··· Provided passage ···

# Nuro and Domino’s Partner on Autonomous Pizza Delivery



## Single Malt (Nov 11, 2018)

https://medium.com/nuro/nuro-and-dominos-partner-on-autonomous-pizza-delivery-88c6b6640ff0


----------



## observer (Dec 11, 2014)

Who's going to bring the pizza to my door?

?


----------



## Drivincrazy (Feb 14, 2016)

They have walking robots.


----------



## Single Malt (Nov 11, 2018)

Uber Eats is being eaten alive. See what I did there?


----------



## mbd (Aug 27, 2018)

Uber is sitting in a perfect spot,
Jobs lost due to automation, then people sign up with Uber.
Unemployment rate at all time low, and streets filled with ants. What will happen if a slow down occurs ?


----------



## Single Malt (Nov 11, 2018)

mbd said:


> Uber is sitting in a perfect spot,
> Jobs lost due to automation, then people sign up with Uber.
> Unemployment rate at all time low, and streets filled with ants. What will happen if a slow down occurs ?


Here's Uber's problem. They raised like 8 billion with the IPO but that also cut off the endless cash infusion from investors. They burned through a billion dollars last quarter so they're running out of time. They're going to have to raise fares soon and operate in the real world.


----------



## Roadmasta (Aug 4, 2017)

Single Malt said:


> Here's Uber's problem. They raised like 8 billion with the IPO but that also cut off the endless cash infusion from investors. They burned through a billion dollars last quarter so they're running out of time. They're going to have to raise fares soon and operate in the real world.


They are testing to see how low drivers will go. Don't drive is what will put them out of business. But Stupid ants will be ants and work for nothing.

··· Excerpted records ···

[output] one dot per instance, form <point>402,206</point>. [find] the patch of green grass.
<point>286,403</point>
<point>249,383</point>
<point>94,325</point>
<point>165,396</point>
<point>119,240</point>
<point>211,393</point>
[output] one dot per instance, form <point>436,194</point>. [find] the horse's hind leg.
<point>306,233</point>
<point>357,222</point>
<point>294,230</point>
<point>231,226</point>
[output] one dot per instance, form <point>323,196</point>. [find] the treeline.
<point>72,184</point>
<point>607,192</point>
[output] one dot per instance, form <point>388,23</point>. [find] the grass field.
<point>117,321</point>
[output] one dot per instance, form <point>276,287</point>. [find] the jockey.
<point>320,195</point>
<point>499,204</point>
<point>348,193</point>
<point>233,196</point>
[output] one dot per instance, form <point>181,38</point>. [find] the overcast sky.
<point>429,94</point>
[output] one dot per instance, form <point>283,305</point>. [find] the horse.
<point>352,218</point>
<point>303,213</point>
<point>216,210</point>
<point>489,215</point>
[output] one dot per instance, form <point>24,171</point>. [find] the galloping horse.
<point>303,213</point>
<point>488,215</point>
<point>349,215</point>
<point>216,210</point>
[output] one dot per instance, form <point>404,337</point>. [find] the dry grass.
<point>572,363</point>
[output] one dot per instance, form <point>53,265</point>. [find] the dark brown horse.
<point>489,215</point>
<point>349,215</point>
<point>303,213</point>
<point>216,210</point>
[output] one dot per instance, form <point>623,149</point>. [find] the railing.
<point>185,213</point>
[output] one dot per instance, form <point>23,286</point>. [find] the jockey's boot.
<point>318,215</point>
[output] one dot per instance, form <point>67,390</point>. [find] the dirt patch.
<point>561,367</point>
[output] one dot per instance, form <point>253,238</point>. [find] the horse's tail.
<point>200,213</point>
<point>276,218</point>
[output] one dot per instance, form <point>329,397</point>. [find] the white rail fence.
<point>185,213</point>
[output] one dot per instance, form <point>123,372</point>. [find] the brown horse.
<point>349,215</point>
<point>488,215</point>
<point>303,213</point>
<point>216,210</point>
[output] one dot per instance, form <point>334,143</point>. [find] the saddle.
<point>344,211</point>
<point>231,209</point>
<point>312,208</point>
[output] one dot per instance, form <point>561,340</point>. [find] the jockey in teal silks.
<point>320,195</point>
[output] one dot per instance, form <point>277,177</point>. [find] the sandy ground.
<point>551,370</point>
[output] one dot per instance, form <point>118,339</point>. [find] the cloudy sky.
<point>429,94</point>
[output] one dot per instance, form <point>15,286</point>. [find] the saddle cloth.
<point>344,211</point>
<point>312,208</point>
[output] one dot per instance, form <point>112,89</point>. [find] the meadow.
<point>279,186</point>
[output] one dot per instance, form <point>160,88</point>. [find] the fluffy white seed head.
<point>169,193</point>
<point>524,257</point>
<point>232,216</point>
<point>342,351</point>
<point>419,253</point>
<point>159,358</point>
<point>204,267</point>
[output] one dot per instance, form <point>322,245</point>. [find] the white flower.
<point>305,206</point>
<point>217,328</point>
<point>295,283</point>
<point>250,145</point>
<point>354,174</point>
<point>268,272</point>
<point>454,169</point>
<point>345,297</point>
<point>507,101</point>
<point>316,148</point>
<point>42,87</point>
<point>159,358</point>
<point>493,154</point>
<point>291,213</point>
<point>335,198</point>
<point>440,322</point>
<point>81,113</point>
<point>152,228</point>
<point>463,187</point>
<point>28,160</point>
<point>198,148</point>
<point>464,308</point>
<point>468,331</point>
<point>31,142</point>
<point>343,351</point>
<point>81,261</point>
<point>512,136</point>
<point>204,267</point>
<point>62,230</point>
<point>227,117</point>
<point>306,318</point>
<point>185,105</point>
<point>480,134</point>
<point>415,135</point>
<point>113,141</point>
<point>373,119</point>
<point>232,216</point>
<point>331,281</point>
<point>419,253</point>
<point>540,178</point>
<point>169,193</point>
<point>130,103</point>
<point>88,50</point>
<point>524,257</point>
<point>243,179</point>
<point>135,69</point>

···

*Direction*
Go on with the forum thread about Nuro and Domino's autonomous pizza delivery, picking up after its last post.

*Exercise response*
----------



## iheartuber (Oct 31, 2015)

Single Malt said:


> Here's Uber's problem. They raised like 8 billion with the IPO but that also cut off the endless cash infusion from investors. They burned through a billion dollars last quarter so they're running out of time. They're going to have to raise fares soon and operate in the real world.


I don't always agree with you @Single Malt but I do agree here.

Uber has been engaging in what I consider idiot business moves for years and they've had endless cash to find their blunders.

Here's hoping the IPO puts a fire under their butt to wise up.


----------



## Single Malt (Nov 11, 2018)

iheartuber said:


> I don't always agree with you @Single Malt but I do agree here.
> 
> Uber has been engaging in what I consider idiot business moves for years and they've had endless cash to find their blunders.
> 
> Here's hoping the IPO puts a fire under their butt to wise up.


There's really nothing Uber can do other than raise fares. But they'll lose a lot of customers by rasing fares and a flood of new competitors will enter the market. But the initial investors already parachuted out with the IPO so don't really care anymore.


----------



## uberdriverfornow (Jan 10, 2016)

Single Malt said:


> There's really nothing Uber can do other than raise fares. But they'll lose a lot of customers by rasing fares and a flood of new competitors will enter the market. But the initial investors already parachuted out with the IPO so don't really care anymore.


initial investors cant cash out for 60 days...try again

60 days after ipo you will see the real crash

uber willl never be profitable blowing billions each year on sdc nonsense


----------



## goneubering (Aug 17, 2017)

uberdriverfornow said:


> initial investors cant cash out for 60 days...try again
> 
> 60 days after ipo you will see the real crash
> 
> uber willl never be profitable blowing billions each year on sdc nonsense


I think they will eventually sell their weak SDC business or shut it down.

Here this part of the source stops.